Take every line from the entries below that includes the word "aircraft" and copy it.

--- Exercise data ---

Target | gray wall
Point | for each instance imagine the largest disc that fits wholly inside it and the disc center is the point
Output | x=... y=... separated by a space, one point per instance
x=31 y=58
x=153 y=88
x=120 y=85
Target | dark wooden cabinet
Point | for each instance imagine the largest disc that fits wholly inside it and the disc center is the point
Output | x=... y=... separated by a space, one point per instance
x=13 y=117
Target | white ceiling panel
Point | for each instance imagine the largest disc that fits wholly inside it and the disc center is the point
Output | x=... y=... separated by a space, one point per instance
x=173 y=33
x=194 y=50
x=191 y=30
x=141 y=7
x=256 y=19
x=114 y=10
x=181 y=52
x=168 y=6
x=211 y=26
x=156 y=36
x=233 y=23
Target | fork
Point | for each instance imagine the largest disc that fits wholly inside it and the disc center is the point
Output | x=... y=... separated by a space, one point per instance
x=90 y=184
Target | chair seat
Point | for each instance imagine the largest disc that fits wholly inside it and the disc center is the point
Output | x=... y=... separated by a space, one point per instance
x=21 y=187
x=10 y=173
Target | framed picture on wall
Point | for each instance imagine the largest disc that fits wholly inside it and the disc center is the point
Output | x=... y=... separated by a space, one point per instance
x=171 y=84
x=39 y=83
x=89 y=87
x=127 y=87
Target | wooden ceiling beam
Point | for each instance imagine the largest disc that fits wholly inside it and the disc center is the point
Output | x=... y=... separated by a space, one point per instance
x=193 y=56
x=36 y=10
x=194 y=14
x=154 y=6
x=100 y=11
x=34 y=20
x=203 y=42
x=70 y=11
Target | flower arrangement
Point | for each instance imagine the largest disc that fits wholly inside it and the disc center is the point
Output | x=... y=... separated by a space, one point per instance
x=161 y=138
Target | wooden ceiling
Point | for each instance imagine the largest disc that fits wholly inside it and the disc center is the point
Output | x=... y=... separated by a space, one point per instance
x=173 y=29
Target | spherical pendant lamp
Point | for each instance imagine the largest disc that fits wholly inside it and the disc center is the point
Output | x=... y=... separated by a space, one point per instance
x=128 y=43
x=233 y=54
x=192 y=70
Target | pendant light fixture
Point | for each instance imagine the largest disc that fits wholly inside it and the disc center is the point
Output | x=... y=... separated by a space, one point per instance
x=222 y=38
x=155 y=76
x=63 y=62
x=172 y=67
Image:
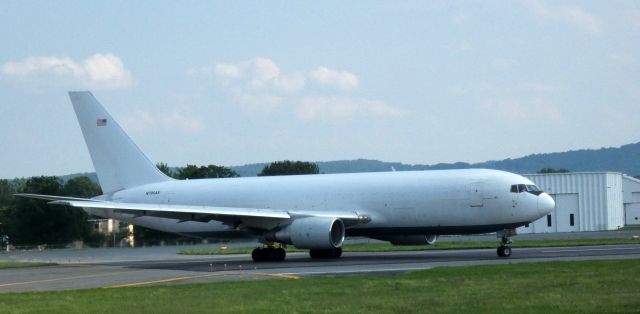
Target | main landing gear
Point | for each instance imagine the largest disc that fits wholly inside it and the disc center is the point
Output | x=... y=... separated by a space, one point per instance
x=505 y=238
x=269 y=253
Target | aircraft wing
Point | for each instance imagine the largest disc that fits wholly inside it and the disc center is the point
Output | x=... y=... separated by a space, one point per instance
x=232 y=215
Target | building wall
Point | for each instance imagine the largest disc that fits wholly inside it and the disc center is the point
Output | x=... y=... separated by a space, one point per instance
x=631 y=198
x=594 y=198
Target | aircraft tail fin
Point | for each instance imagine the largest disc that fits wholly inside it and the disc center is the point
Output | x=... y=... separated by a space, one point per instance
x=118 y=162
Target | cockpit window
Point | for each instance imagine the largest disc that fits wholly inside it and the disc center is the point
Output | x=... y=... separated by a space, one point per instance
x=522 y=188
x=519 y=188
x=532 y=188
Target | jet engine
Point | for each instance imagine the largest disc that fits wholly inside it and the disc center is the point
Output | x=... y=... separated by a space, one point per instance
x=311 y=233
x=428 y=239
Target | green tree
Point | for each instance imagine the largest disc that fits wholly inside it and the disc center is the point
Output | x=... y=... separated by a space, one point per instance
x=288 y=167
x=7 y=189
x=553 y=170
x=210 y=171
x=81 y=187
x=165 y=169
x=34 y=222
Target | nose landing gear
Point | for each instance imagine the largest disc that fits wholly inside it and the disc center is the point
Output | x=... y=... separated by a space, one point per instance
x=505 y=239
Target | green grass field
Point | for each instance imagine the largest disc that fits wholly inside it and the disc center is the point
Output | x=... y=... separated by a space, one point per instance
x=386 y=247
x=570 y=287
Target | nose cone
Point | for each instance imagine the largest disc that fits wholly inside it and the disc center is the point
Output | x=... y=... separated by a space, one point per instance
x=545 y=203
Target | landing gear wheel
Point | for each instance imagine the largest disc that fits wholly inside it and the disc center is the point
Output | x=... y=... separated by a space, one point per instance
x=504 y=251
x=505 y=239
x=280 y=254
x=257 y=255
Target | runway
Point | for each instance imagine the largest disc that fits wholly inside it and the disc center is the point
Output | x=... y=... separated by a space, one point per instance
x=145 y=272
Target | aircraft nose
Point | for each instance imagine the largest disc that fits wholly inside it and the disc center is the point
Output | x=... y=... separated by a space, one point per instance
x=545 y=203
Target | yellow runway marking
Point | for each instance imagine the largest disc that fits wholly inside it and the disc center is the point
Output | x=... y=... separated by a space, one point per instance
x=142 y=283
x=279 y=275
x=65 y=278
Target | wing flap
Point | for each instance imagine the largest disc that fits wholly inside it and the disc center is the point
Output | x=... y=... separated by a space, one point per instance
x=194 y=213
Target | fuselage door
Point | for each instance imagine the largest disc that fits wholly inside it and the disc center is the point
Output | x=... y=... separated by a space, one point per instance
x=474 y=191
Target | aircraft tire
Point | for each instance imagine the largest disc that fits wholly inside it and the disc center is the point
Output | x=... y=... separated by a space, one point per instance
x=257 y=255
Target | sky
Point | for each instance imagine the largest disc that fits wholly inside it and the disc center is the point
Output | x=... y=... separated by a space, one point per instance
x=237 y=82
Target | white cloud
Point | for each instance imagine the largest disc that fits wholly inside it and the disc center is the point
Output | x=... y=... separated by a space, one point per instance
x=539 y=88
x=572 y=15
x=339 y=107
x=341 y=79
x=622 y=57
x=503 y=64
x=228 y=71
x=524 y=110
x=260 y=86
x=141 y=121
x=98 y=71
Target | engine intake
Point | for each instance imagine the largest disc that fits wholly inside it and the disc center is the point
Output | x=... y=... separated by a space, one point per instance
x=311 y=233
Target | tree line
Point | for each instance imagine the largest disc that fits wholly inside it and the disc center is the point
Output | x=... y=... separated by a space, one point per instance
x=34 y=222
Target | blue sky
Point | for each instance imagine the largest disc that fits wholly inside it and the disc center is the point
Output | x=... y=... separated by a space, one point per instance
x=238 y=82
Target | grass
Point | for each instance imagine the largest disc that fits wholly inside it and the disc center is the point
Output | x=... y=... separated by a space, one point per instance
x=14 y=264
x=386 y=247
x=555 y=287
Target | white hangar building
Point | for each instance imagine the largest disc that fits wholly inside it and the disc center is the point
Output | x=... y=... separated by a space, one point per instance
x=587 y=201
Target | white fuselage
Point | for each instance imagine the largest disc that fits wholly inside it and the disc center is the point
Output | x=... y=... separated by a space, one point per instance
x=397 y=203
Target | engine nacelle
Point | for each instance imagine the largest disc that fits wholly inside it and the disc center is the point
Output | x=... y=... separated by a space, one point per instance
x=428 y=239
x=311 y=233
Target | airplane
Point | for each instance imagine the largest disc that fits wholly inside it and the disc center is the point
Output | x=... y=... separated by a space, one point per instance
x=314 y=212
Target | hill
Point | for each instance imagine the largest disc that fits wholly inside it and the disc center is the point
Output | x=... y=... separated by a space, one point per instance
x=625 y=159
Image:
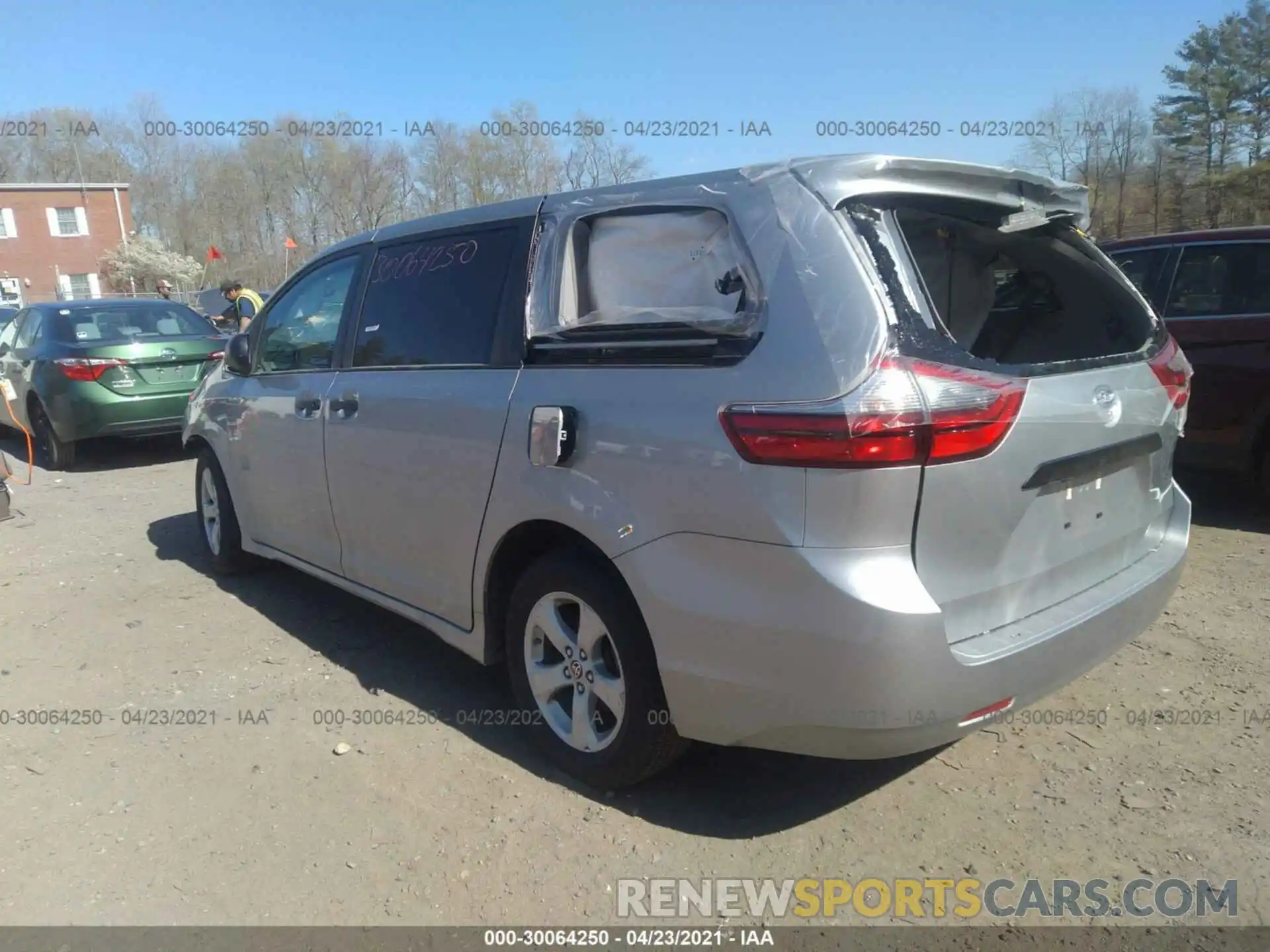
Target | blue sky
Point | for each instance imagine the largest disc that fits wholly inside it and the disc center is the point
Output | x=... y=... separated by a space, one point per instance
x=790 y=65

---

**Solution below**
Target | aircraft wing
Target | aircraft tail fin
Target | aircraft nose
Target | aircraft tire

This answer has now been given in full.